┏━━
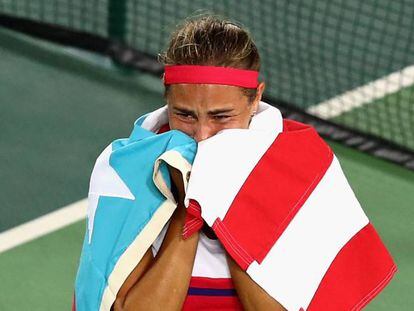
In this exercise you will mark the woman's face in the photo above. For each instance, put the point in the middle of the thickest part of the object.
(202, 110)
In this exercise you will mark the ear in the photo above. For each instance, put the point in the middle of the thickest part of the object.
(259, 93)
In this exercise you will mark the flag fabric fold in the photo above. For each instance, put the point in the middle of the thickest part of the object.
(274, 194)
┗━━
Give every line of the listing from the one containing "In this exercise you will mark the flag" through the final line, both included, as a JSON list of strings with one string per line and no blank lines.

Task response ▸
[
  "In this exercise you will mark the flag fabric fold in the photo above. For each instance, put the point in the middle of the thickest part of the object.",
  "(274, 194)"
]